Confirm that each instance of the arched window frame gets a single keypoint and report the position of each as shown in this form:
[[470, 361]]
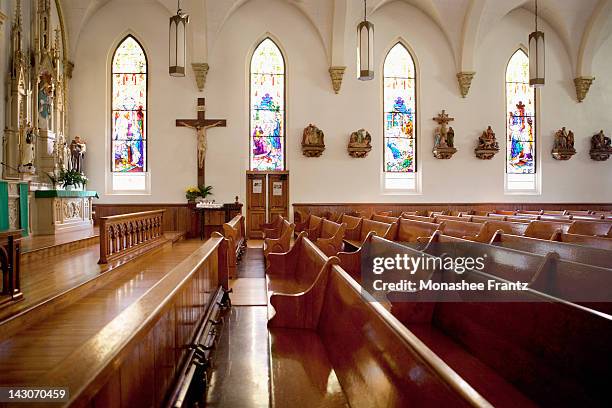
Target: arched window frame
[[394, 182], [119, 182], [282, 112], [515, 182]]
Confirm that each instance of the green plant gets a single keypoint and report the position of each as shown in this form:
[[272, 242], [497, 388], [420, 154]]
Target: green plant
[[71, 178]]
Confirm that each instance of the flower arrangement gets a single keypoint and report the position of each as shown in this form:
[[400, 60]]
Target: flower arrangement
[[71, 178], [193, 192]]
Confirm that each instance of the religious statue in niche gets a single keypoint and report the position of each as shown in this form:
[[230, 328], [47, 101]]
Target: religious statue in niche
[[444, 137], [600, 147], [28, 151], [487, 145], [313, 144], [45, 101], [563, 147], [360, 143], [78, 148]]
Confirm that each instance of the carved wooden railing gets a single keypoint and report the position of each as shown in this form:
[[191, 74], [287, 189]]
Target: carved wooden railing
[[122, 235], [9, 263]]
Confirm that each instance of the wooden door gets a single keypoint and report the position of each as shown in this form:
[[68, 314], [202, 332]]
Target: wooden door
[[278, 195], [256, 203]]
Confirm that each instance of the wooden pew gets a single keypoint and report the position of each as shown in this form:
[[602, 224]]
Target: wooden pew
[[384, 218], [234, 232], [491, 227], [584, 240], [273, 229], [545, 229], [282, 243], [462, 229], [531, 350], [330, 237], [131, 234], [335, 346], [415, 231], [136, 358], [350, 221], [600, 229], [356, 236], [570, 252], [297, 269], [311, 223]]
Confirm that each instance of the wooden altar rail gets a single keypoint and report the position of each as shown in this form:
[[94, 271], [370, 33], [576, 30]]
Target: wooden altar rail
[[10, 264], [136, 359], [122, 235]]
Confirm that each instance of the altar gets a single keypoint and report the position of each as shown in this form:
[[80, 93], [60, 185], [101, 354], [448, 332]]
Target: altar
[[62, 210]]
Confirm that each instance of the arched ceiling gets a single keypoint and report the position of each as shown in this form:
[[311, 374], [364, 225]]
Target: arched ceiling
[[581, 25]]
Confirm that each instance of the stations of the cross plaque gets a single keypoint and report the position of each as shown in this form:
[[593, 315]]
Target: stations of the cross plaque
[[201, 124]]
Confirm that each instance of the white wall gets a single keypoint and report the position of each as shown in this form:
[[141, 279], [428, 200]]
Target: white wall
[[335, 177]]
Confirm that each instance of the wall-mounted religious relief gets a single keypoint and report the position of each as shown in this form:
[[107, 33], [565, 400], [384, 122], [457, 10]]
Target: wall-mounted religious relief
[[563, 147], [444, 137], [487, 145], [360, 143], [34, 136], [313, 143], [600, 147]]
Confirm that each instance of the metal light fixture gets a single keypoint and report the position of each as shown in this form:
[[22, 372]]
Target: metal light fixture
[[537, 66], [365, 48], [178, 42]]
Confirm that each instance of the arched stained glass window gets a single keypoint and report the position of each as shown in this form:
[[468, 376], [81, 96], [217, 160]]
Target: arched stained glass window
[[129, 109], [267, 131], [399, 88], [521, 117]]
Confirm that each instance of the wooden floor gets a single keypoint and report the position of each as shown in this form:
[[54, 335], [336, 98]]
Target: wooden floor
[[26, 356]]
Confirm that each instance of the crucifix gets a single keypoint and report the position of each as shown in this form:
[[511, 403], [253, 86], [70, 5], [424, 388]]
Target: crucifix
[[201, 124]]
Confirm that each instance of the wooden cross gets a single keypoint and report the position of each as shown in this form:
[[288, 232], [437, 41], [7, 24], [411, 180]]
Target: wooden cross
[[201, 124]]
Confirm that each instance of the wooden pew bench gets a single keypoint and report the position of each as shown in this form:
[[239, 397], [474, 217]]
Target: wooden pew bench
[[545, 229], [531, 350], [462, 229], [334, 346], [330, 237], [569, 252], [297, 269], [417, 232], [310, 225], [593, 228], [356, 236], [282, 243], [234, 232], [273, 229], [584, 240]]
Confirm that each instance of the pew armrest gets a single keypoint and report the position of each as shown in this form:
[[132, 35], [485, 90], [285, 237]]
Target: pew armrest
[[302, 310]]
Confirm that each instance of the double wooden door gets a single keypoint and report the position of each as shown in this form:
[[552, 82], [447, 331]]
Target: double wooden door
[[267, 197]]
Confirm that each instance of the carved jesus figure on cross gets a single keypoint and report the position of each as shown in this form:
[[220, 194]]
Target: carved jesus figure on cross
[[201, 125]]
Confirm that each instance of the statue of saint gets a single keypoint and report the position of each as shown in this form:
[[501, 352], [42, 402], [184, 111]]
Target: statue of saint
[[202, 142], [77, 153]]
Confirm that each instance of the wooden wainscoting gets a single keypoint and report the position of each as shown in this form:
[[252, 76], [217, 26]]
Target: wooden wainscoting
[[397, 208], [176, 218]]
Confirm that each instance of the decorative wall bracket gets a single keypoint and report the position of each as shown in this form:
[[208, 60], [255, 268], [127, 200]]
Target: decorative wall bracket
[[465, 81], [601, 147], [200, 69], [313, 143], [336, 74], [563, 148], [583, 84]]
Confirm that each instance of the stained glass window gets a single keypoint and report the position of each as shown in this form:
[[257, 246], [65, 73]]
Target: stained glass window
[[267, 133], [520, 111], [129, 108], [399, 111]]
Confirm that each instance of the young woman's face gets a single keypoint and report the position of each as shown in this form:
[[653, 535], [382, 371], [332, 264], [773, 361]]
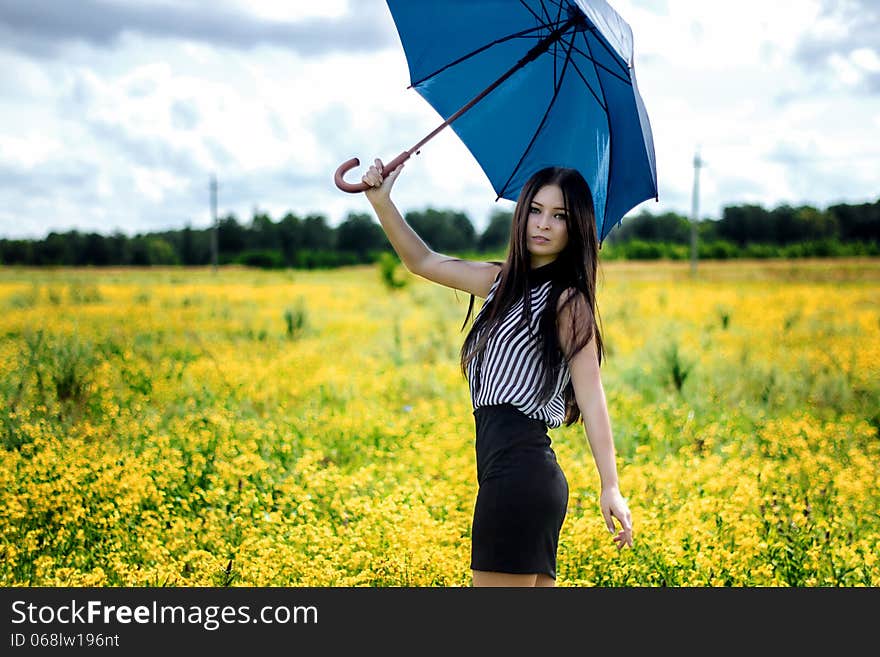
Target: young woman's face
[[547, 227]]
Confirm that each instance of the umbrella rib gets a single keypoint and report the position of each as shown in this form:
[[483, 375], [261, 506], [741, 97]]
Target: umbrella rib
[[540, 125], [610, 141], [620, 77], [516, 35], [602, 103]]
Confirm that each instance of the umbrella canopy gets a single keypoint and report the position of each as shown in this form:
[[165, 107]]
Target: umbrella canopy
[[527, 84]]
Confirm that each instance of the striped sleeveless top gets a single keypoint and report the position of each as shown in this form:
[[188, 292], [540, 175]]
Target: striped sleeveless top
[[510, 371]]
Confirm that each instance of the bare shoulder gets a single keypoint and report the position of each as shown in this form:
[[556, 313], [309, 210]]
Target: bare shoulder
[[473, 276]]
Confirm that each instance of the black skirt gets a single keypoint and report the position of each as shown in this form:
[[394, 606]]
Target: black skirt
[[522, 496]]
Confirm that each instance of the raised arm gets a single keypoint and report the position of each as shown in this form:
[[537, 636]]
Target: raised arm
[[470, 276]]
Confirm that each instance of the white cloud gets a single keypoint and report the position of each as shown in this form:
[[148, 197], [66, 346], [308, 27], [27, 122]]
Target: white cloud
[[124, 133]]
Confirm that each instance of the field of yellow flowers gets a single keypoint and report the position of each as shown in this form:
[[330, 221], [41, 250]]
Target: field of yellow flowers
[[177, 427]]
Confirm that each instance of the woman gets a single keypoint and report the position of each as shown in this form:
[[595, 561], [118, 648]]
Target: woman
[[532, 359]]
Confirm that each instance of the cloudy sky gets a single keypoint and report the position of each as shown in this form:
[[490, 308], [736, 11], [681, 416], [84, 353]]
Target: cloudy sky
[[114, 114]]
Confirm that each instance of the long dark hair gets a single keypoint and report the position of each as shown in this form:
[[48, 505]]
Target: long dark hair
[[576, 270]]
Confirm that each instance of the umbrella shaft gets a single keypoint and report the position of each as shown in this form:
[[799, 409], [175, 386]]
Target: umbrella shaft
[[541, 47]]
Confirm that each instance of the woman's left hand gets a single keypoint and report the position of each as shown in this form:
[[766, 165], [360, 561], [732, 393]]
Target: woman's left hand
[[614, 506]]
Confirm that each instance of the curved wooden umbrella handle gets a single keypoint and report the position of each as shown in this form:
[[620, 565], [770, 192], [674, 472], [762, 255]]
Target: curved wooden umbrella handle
[[353, 188]]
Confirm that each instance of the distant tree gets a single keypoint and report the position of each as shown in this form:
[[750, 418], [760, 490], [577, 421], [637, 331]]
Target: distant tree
[[497, 233], [264, 232], [290, 237], [857, 222], [231, 237], [317, 234], [443, 230], [359, 233]]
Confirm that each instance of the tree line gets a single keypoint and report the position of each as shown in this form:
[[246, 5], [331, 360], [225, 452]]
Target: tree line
[[311, 242]]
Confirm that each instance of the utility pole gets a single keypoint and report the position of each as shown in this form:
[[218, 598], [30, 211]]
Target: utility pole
[[214, 223], [695, 209]]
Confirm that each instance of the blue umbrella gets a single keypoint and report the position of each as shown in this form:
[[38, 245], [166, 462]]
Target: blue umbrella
[[530, 84]]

**TASK TO CARRY OUT**
Extract the entries above verbatim, beginning with the line that contains "Confirm that each instance of the raised" and continuing through the line that contains "[[576, 270]]", including both of those lines.

**ANSWER TO THIS PROBLEM**
Confirm that each instance of the raised arm gets a single keypoint and report the position of each as shown in this form:
[[537, 636]]
Target: raised arm
[[470, 276]]
Confirm that each instance of the white cloud gets a single keypoint and report the position of each as shown in this form:
[[148, 197], [66, 346], [308, 27], [27, 122]]
Target: white cloud
[[124, 133]]
Confirm that each instance of the field of yellow flowers gets a single keypoint and report the position of each as shown in this form:
[[330, 221], [41, 250]]
Target: field of yellow flowers
[[177, 427]]
Confirm that each instance of the woman gets a single keypoint and report the position of each as shown in this form:
[[595, 561], [118, 648]]
Target: woman
[[532, 359]]
Confirm that each instance of the cloudy sky gets a single keypoint and report the position of each as shown in this form:
[[490, 308], [736, 11], [681, 416], [84, 353]]
Target: cloudy sky
[[114, 114]]
Confirm that each instance of the long dark hair gets a single keypoint and report the position of each as shown in this form:
[[48, 505]]
Target: long dark hair
[[576, 270]]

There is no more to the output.